◆ Task details ◆
Return every line in the records that contains the word "tree".

···

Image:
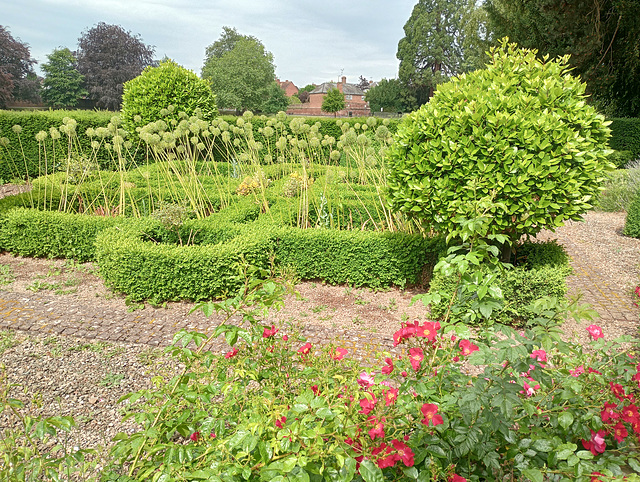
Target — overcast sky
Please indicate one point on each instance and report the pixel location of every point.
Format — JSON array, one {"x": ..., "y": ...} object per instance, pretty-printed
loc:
[{"x": 311, "y": 41}]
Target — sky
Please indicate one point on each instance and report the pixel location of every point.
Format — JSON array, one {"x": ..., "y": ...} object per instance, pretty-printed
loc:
[{"x": 311, "y": 41}]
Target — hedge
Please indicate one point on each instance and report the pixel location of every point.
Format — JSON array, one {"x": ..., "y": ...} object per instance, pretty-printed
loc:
[
  {"x": 541, "y": 271},
  {"x": 632, "y": 223},
  {"x": 135, "y": 258},
  {"x": 625, "y": 135}
]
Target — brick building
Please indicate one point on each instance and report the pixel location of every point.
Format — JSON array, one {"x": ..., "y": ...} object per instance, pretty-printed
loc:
[
  {"x": 289, "y": 87},
  {"x": 356, "y": 106}
]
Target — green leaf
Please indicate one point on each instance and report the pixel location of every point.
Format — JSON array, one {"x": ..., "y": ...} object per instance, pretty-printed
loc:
[
  {"x": 534, "y": 475},
  {"x": 370, "y": 472}
]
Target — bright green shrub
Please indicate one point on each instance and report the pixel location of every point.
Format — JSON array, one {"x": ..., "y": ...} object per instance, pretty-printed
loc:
[
  {"x": 541, "y": 271},
  {"x": 625, "y": 135},
  {"x": 621, "y": 158},
  {"x": 359, "y": 258},
  {"x": 518, "y": 132},
  {"x": 632, "y": 223},
  {"x": 159, "y": 272},
  {"x": 163, "y": 92}
]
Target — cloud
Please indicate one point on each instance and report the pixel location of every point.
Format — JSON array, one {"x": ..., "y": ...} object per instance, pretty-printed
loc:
[{"x": 311, "y": 41}]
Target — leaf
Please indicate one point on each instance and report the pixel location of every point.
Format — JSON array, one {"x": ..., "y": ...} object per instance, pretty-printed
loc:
[
  {"x": 534, "y": 475},
  {"x": 370, "y": 472}
]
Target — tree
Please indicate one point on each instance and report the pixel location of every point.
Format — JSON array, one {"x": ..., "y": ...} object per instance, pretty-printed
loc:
[
  {"x": 385, "y": 96},
  {"x": 517, "y": 132},
  {"x": 600, "y": 35},
  {"x": 240, "y": 70},
  {"x": 432, "y": 49},
  {"x": 17, "y": 78},
  {"x": 63, "y": 85},
  {"x": 333, "y": 102},
  {"x": 303, "y": 94},
  {"x": 109, "y": 56},
  {"x": 167, "y": 86},
  {"x": 276, "y": 101}
]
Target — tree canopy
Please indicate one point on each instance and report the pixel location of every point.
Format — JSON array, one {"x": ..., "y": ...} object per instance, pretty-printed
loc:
[
  {"x": 17, "y": 78},
  {"x": 333, "y": 102},
  {"x": 518, "y": 133},
  {"x": 63, "y": 85},
  {"x": 385, "y": 96},
  {"x": 109, "y": 56},
  {"x": 241, "y": 71},
  {"x": 435, "y": 46},
  {"x": 600, "y": 35}
]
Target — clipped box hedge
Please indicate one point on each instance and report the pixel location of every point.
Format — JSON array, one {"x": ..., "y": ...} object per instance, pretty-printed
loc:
[
  {"x": 541, "y": 271},
  {"x": 136, "y": 258}
]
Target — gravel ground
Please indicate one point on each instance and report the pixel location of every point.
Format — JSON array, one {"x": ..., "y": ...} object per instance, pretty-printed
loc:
[{"x": 85, "y": 378}]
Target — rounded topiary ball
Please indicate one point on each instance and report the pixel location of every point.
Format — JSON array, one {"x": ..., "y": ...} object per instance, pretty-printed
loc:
[
  {"x": 148, "y": 97},
  {"x": 518, "y": 132}
]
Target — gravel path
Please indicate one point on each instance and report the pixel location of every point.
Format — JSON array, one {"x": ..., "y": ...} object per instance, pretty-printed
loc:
[{"x": 86, "y": 376}]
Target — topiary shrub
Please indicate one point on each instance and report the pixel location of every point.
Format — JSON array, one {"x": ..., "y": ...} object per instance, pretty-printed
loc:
[
  {"x": 164, "y": 92},
  {"x": 518, "y": 132}
]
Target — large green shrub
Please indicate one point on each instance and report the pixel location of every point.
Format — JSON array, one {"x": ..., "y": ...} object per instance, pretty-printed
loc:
[
  {"x": 163, "y": 92},
  {"x": 518, "y": 132}
]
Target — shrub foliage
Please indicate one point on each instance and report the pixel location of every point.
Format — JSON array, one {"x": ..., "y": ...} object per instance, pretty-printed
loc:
[{"x": 518, "y": 131}]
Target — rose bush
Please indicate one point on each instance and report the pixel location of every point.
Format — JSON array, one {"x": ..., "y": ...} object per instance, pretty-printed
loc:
[{"x": 498, "y": 405}]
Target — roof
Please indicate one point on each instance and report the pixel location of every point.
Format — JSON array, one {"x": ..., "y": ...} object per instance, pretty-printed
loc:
[{"x": 347, "y": 89}]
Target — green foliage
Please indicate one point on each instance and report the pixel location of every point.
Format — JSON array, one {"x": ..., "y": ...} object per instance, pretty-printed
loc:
[
  {"x": 518, "y": 132},
  {"x": 434, "y": 47},
  {"x": 63, "y": 85},
  {"x": 276, "y": 101},
  {"x": 386, "y": 96},
  {"x": 148, "y": 97},
  {"x": 241, "y": 73},
  {"x": 22, "y": 157},
  {"x": 632, "y": 224},
  {"x": 599, "y": 36},
  {"x": 333, "y": 102},
  {"x": 29, "y": 232},
  {"x": 625, "y": 135}
]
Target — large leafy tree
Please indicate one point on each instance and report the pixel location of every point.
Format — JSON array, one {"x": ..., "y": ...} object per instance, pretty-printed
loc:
[
  {"x": 109, "y": 56},
  {"x": 241, "y": 71},
  {"x": 17, "y": 78},
  {"x": 600, "y": 35},
  {"x": 385, "y": 96},
  {"x": 517, "y": 132},
  {"x": 333, "y": 102},
  {"x": 63, "y": 85},
  {"x": 435, "y": 46},
  {"x": 276, "y": 101}
]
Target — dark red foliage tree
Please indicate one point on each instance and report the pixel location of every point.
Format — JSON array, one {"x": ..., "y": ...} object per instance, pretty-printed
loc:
[
  {"x": 17, "y": 78},
  {"x": 109, "y": 56}
]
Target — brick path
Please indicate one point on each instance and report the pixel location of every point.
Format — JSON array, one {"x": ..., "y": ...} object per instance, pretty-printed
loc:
[{"x": 42, "y": 314}]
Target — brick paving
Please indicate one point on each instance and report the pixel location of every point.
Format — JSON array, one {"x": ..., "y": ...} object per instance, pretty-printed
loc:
[{"x": 41, "y": 313}]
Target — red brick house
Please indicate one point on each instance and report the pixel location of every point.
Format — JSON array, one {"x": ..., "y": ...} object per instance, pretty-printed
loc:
[
  {"x": 289, "y": 87},
  {"x": 356, "y": 106}
]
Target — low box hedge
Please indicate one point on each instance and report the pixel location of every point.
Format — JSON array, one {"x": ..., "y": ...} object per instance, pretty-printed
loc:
[{"x": 541, "y": 270}]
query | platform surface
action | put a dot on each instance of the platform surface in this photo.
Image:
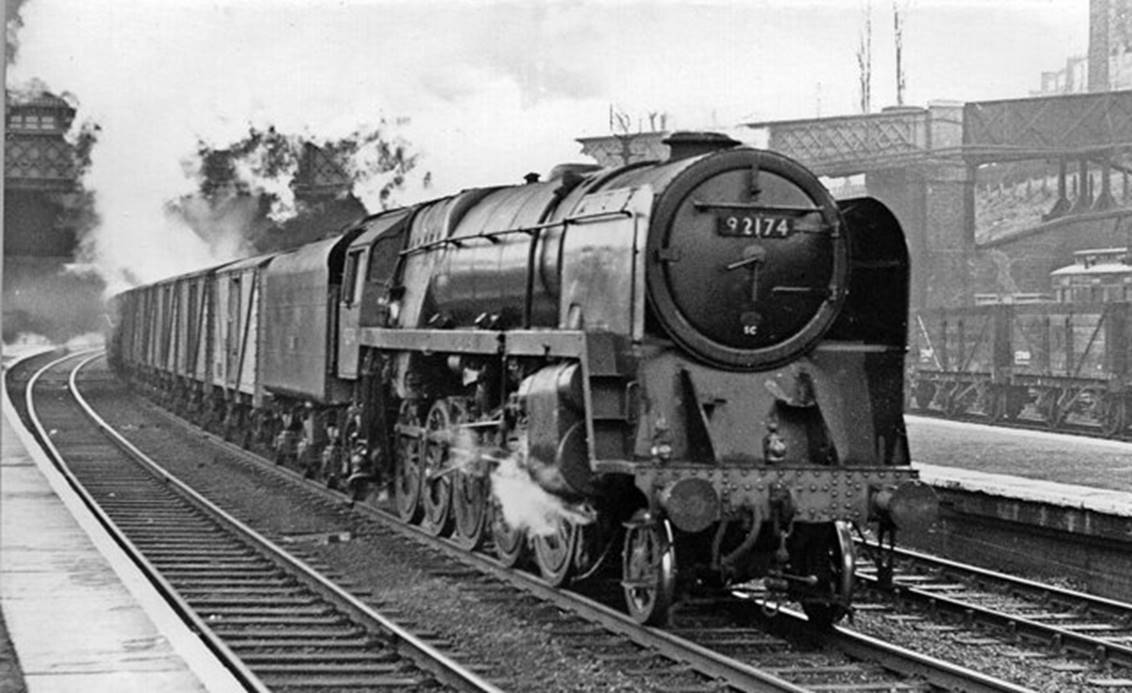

···

◆ Exercise solution ◆
Target — tree
Target — tree canopy
Target — large leafy tree
Target — dark red foliage tree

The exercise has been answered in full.